The Gilda Stories: Expanded 25th Anniversary Edition

*Recommended by Reese Witherspoon's Book Club!

*Voted One of Book Riot's Most Influential Queer Books & Horror Novels of All Time!

Before Buffy, before Twilight, before Octavia Butler's Fledgling, there was The Gilda Stories, Jewelle Gomez's sexy vampire novel.

This remarkable novel begins in 1850s Louisiana, where Gilda escapes slavery and learns about freedom while working in a brothel. After being initiated into eternal life as one who "shares the blood" by two women there, Gilda spends the next two hundred years searching for a place to call home. An instant lesbian classic when it was first published in 1991, The Gilda Stories has endured as an auspiciously prescient book in its explorations of blackness, radical ecology, re-definitions of family, and yes, the erotic potential of the vampire story.

*What is needed:* Quote the passage of the Gilda Stories description word for word, starting at the words "This remarkable novel" and stopping after "the vampire story.".

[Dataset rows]
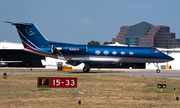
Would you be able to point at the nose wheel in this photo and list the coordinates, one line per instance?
(158, 70)
(86, 69)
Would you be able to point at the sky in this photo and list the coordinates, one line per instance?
(80, 21)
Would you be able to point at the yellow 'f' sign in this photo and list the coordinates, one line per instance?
(43, 81)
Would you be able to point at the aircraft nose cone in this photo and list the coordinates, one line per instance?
(169, 58)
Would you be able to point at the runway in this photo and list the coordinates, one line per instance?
(174, 74)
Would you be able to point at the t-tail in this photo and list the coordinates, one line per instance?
(30, 35)
(33, 40)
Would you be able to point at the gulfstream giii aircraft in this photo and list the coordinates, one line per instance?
(92, 56)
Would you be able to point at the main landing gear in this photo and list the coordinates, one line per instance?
(158, 70)
(86, 69)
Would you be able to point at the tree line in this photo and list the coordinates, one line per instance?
(97, 43)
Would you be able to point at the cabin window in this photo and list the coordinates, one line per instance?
(97, 52)
(131, 53)
(156, 51)
(122, 53)
(114, 52)
(106, 52)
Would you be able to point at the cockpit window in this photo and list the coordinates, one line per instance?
(156, 51)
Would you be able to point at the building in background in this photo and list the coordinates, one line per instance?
(11, 51)
(145, 34)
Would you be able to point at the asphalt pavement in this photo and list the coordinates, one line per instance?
(174, 74)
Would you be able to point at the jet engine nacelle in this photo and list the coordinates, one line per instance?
(73, 49)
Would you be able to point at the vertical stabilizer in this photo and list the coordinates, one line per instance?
(30, 35)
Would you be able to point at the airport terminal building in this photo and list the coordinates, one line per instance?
(145, 34)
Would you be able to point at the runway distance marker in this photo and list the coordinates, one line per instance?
(43, 82)
(64, 82)
(56, 82)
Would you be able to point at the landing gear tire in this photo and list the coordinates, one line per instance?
(158, 70)
(86, 70)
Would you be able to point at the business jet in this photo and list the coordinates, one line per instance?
(92, 56)
(5, 63)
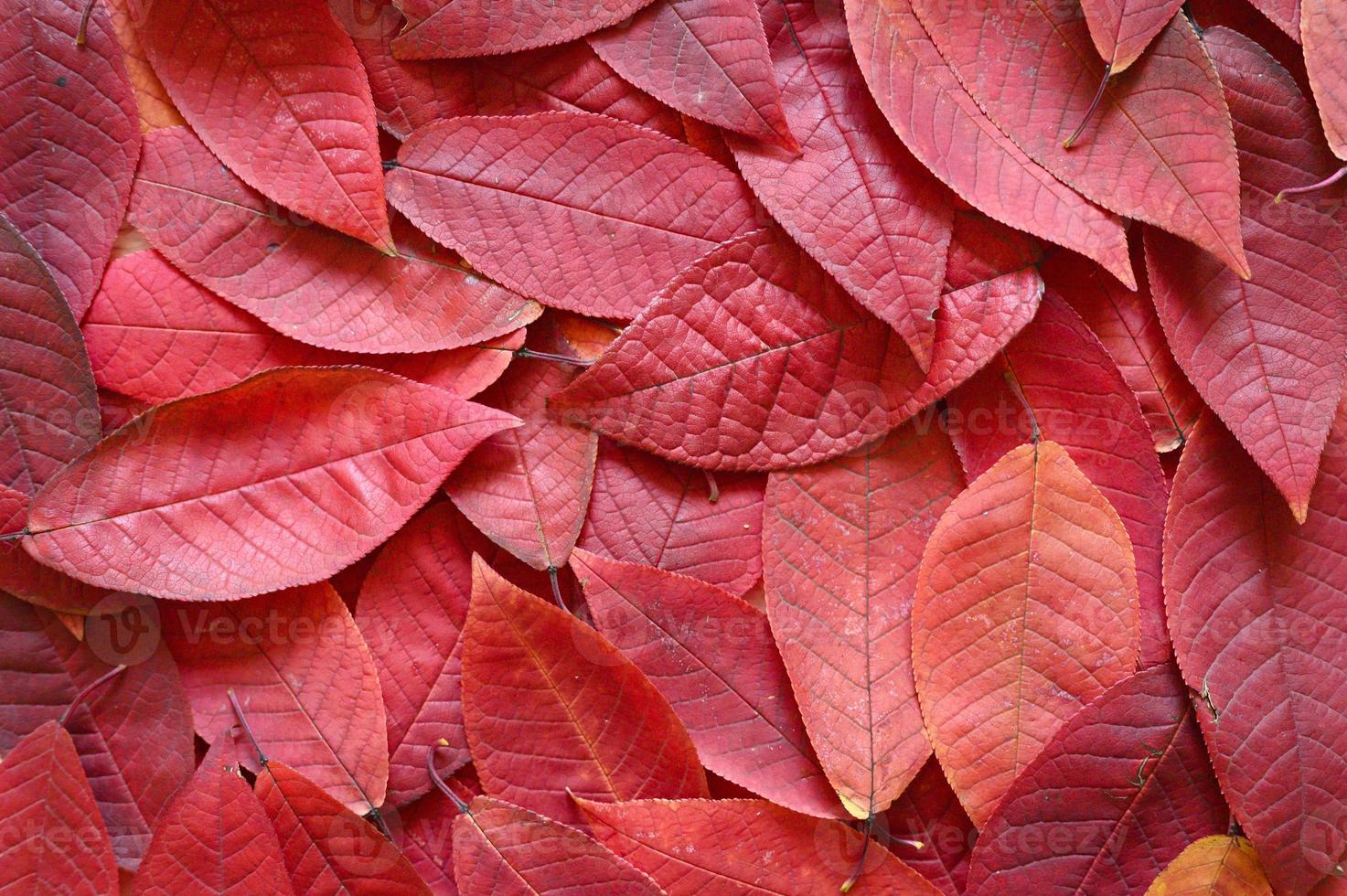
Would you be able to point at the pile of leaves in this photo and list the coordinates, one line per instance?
(672, 446)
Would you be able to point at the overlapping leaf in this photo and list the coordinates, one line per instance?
(276, 91)
(53, 837)
(504, 849)
(1159, 147)
(1267, 353)
(1025, 611)
(711, 656)
(133, 731)
(754, 358)
(1127, 775)
(842, 543)
(644, 509)
(1256, 606)
(931, 112)
(69, 142)
(295, 474)
(706, 59)
(304, 677)
(552, 709)
(743, 847)
(1058, 379)
(577, 210)
(306, 282)
(851, 196)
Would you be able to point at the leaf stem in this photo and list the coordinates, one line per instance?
(1327, 182)
(242, 720)
(439, 782)
(89, 688)
(1094, 104)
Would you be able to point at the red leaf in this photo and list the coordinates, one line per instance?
(134, 731)
(1076, 398)
(578, 210)
(754, 358)
(527, 488)
(706, 59)
(304, 677)
(50, 409)
(276, 91)
(438, 28)
(644, 509)
(743, 847)
(843, 540)
(1267, 355)
(1025, 611)
(70, 139)
(214, 838)
(281, 480)
(504, 849)
(928, 829)
(1129, 329)
(712, 657)
(851, 197)
(327, 849)
(156, 336)
(1124, 28)
(410, 94)
(412, 612)
(1256, 603)
(51, 838)
(931, 111)
(1323, 30)
(306, 282)
(1127, 776)
(552, 709)
(1159, 148)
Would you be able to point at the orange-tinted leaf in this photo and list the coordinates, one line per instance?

*The output:*
This remarkable novel begins in 1850s Louisiana, where Gilda escapes slavery and learns about freedom while working in a brothel. After being initiated into eternal life as one who "shares the blood" by two women there, Gilda spends the next two hundred years searching for a place to call home. An instant lesbian classic when it was first published in 1991, The Gilda Stories has endured as an auspiciously prescient book in its explorations of blackness, radical ecology, re-definitions of family, and yes, the erotic potential of the vampire story.